Rewrite the stretch of the material below, from its start through the line containing "23, 388, 107]]", keeping the wording of each request and adding 5 to every bounding-box coordinate in the answers. Leave the pictures out of your version.

(Source records)
===============

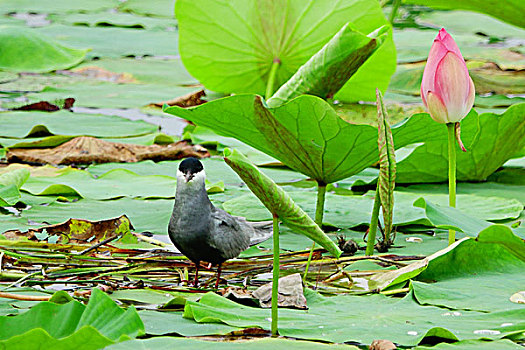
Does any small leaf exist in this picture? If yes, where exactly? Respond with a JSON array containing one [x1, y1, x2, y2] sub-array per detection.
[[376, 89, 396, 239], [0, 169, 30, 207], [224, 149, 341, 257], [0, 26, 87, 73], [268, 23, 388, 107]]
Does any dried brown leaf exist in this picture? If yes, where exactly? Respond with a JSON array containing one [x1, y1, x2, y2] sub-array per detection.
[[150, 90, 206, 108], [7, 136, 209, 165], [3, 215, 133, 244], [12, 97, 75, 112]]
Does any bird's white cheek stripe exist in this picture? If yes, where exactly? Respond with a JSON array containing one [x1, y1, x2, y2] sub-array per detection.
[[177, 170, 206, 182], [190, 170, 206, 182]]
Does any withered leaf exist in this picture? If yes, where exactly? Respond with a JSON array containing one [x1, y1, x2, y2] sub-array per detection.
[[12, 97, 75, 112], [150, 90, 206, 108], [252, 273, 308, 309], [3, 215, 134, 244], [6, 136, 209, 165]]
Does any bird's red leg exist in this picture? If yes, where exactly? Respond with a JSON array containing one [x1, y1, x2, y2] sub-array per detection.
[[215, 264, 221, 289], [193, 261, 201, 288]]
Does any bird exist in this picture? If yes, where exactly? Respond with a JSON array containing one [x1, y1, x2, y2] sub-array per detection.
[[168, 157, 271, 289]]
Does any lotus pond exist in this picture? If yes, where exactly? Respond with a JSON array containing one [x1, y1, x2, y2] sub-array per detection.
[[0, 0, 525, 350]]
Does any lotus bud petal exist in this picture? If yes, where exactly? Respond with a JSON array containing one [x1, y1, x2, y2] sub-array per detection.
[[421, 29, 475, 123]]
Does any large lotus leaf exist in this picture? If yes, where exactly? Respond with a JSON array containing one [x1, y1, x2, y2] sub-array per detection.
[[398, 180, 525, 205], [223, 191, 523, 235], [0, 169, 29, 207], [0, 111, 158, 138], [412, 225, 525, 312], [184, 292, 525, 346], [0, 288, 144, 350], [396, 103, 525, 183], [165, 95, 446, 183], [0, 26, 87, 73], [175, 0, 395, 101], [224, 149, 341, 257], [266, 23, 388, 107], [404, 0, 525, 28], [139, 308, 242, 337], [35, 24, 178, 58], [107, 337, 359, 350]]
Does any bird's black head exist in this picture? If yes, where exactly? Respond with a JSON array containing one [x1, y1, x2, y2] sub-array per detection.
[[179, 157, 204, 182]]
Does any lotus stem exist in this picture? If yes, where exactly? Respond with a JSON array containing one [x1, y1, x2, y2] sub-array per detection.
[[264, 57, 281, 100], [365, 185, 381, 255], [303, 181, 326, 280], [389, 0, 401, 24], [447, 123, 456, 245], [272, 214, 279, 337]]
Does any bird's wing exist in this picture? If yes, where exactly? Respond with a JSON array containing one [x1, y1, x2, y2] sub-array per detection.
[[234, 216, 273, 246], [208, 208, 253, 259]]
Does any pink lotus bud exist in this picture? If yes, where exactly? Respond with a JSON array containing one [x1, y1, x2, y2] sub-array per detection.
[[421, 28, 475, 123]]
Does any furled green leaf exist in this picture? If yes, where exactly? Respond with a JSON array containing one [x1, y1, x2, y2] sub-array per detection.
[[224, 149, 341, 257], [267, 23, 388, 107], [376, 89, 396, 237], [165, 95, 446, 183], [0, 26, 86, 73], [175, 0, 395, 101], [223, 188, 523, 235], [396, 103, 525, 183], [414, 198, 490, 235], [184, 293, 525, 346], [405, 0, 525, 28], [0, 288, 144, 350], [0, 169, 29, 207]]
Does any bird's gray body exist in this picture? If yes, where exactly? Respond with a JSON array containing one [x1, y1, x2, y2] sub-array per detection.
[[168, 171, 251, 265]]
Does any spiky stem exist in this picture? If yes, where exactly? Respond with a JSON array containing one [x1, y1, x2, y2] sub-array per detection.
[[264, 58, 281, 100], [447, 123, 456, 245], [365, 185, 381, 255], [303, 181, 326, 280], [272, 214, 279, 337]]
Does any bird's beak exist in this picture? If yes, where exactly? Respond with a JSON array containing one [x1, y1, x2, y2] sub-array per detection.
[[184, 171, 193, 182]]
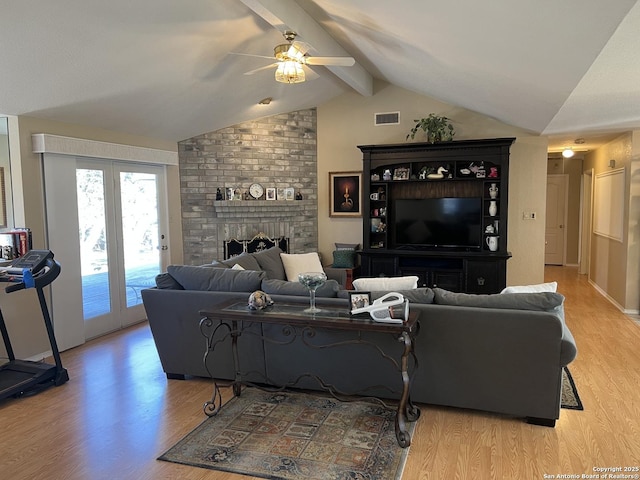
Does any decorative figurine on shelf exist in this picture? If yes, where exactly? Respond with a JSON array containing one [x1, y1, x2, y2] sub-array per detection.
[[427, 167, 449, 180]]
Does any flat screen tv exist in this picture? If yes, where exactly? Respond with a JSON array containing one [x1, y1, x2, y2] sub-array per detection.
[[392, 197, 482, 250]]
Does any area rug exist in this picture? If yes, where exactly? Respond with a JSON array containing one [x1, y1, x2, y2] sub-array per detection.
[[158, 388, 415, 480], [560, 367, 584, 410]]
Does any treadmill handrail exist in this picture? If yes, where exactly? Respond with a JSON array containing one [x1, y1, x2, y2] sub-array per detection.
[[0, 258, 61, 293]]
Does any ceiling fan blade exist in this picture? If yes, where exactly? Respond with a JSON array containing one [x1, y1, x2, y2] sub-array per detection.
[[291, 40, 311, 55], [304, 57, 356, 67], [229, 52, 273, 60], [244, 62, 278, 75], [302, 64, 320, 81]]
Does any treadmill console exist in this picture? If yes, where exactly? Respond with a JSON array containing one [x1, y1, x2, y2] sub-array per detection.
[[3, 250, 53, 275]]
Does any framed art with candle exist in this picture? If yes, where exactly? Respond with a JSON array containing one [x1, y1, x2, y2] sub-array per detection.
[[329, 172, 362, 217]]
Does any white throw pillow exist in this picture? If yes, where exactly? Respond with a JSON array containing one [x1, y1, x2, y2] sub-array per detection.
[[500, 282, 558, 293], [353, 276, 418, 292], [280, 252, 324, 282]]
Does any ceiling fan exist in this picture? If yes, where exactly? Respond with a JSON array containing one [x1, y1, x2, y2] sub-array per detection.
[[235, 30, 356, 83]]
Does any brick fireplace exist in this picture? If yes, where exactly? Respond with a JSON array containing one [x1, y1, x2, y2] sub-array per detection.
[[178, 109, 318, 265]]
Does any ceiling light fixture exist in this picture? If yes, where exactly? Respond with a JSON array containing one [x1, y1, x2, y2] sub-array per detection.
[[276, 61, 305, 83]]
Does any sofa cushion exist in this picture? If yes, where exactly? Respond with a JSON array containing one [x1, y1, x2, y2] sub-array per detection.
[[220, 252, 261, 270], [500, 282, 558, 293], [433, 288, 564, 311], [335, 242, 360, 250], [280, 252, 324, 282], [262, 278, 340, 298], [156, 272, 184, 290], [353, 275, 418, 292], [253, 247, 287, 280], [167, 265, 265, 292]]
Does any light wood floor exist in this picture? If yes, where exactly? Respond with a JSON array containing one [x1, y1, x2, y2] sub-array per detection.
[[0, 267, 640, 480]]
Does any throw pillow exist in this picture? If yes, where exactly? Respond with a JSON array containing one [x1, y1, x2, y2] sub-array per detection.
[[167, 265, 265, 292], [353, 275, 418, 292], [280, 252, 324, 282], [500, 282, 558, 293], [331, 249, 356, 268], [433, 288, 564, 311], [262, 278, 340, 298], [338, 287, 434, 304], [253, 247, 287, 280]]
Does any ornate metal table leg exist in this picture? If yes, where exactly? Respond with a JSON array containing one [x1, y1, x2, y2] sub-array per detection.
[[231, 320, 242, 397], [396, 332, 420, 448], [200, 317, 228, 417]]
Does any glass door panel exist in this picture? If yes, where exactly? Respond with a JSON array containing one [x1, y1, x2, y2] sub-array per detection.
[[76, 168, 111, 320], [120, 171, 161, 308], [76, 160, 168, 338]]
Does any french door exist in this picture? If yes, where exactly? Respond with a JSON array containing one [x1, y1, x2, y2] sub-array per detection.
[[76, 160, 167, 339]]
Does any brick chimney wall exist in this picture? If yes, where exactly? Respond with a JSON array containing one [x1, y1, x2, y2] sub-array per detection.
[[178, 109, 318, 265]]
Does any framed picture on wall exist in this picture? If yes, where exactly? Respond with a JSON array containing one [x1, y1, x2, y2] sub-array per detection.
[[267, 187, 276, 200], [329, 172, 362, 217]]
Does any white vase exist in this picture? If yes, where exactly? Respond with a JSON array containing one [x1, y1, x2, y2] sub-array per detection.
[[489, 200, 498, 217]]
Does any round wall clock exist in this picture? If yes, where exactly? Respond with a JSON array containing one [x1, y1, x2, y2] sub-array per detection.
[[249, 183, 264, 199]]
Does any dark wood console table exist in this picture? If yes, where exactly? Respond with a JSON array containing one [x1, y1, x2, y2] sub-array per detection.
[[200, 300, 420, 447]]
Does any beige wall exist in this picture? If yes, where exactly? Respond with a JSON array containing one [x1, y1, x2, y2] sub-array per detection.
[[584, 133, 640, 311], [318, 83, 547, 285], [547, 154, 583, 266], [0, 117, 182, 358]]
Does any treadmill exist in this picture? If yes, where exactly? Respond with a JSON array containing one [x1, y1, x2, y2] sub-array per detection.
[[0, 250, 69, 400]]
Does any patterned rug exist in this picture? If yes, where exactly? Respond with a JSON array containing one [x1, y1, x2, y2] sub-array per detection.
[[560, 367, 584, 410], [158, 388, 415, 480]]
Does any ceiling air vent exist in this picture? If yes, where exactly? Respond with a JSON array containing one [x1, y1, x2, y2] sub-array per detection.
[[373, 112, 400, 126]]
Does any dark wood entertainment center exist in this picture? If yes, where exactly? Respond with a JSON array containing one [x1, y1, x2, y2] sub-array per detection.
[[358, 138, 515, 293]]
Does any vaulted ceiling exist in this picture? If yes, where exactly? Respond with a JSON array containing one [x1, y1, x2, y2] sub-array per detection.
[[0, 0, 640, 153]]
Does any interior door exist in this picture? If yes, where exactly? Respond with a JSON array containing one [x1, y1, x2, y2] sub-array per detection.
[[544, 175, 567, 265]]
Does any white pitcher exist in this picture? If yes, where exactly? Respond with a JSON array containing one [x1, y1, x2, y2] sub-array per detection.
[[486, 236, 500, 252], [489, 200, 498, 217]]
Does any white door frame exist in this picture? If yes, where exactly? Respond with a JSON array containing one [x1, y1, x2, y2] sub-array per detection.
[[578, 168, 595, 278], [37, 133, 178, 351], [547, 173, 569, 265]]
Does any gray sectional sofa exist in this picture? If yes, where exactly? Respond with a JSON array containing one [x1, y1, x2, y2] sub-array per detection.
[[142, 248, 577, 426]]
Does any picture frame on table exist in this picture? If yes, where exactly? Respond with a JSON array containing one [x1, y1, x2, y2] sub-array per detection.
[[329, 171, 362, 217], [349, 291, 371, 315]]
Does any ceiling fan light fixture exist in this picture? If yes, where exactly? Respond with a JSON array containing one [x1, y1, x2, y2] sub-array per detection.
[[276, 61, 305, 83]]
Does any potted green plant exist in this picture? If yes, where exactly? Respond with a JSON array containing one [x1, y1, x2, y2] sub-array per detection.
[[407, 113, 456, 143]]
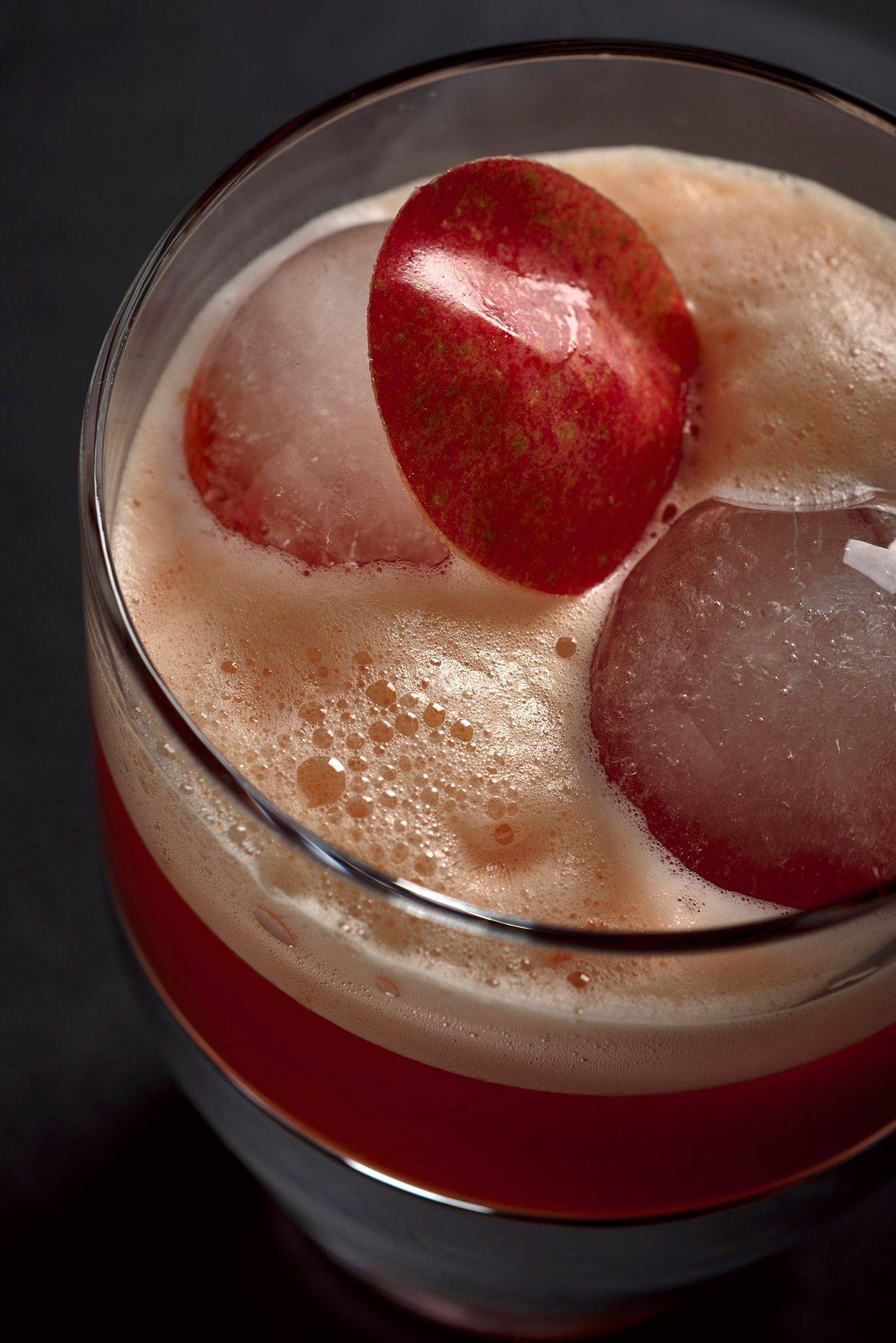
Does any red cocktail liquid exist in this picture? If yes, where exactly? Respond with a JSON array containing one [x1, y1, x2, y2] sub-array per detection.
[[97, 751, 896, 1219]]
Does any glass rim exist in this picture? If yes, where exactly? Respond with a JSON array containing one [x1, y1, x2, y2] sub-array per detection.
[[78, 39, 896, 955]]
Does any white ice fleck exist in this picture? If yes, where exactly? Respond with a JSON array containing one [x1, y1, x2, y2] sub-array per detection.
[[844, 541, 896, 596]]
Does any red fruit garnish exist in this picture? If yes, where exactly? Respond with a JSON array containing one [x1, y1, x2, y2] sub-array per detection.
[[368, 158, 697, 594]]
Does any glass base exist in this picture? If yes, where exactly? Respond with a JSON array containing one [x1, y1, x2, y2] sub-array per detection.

===============

RESPONSE FOR THIS EXERCISE:
Does any small leaf exist in this picture? If yes, where exactly? Respond with a JSON array containing one [x1, y1, x2, y2] sub-array per detection.
[[381, 94, 401, 244], [5, 174, 35, 212], [229, 154, 346, 262], [5, 31, 92, 78], [273, 28, 393, 112]]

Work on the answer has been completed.